* START Document extract *
Lunch was good ... Sub Shop. I seem to remember us ordering from there on a nightly basis, and the sandwich was exactly how I remembered it. Great lunch. Though the place was a dump. We used to always have it delivered and I don’t think I ever once stepped foot in the shop.

I made my way past an old apartment — where I last lived before moving back to L.A. — then went down toward Rock Quarry. I used to love driving this road. Pretty and twisty and fun and a great alternative to Providence. On the maps and elevation chart, this appeared to be a pretty decent climb. I’d been anxious about in the weeks leading up to the ride because of my poor conditioning. And it turned out to be pretty tough. Not a steady climb like the elevation maps indicated, but several short, steep pitches. One of them hit 10%, according to my Garmin. A couple hit 8 or 9%. On a loaded, 50-pound bike with 32mm knobby cross tires, and with tired legs, these were no joke. Ouch. On that aforementioned 10-percenter, I considered walking it. But the road was narrow with no shoulder, and there was a lot of traffic leaving the football stadium (but no drunks drives, I’m sure), so I just huffed my way through it. I’m sure I would have anyway.
* END Document extract *
* START Information given *
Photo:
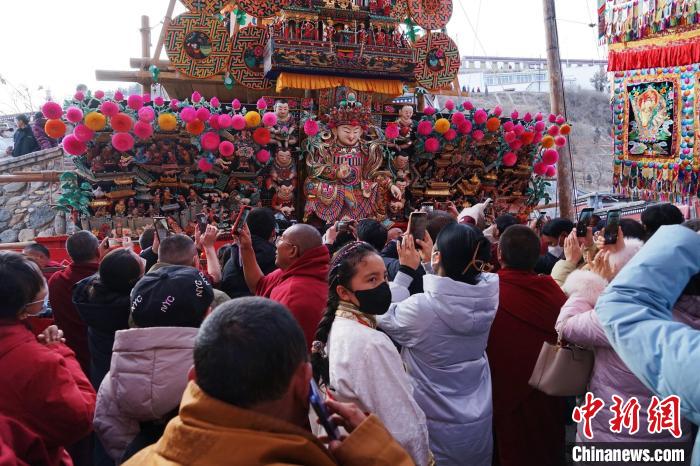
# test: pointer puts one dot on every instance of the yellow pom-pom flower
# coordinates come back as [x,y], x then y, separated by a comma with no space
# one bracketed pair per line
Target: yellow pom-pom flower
* END Information given *
Direction 1:
Translate this sentence from the cycling excerpt into Spanish: "I used to love driving this road."
Direction 2:
Output the stretch of the cycling excerpt from "Lunch was good" through "in the shop.", copied word for word.
The entries have nothing to do with the cycling excerpt.

Result 1:
Me encantaba conducir por esta carretera.

Result 2:
Lunch was good ... Sub Shop. I seem to remember us ordering from there on a nightly basis, and the sandwich was exactly how I remembered it. Great lunch. Though the place was a dump. We used to always have it delivered and I don’t think I ever once stepped foot in the shop.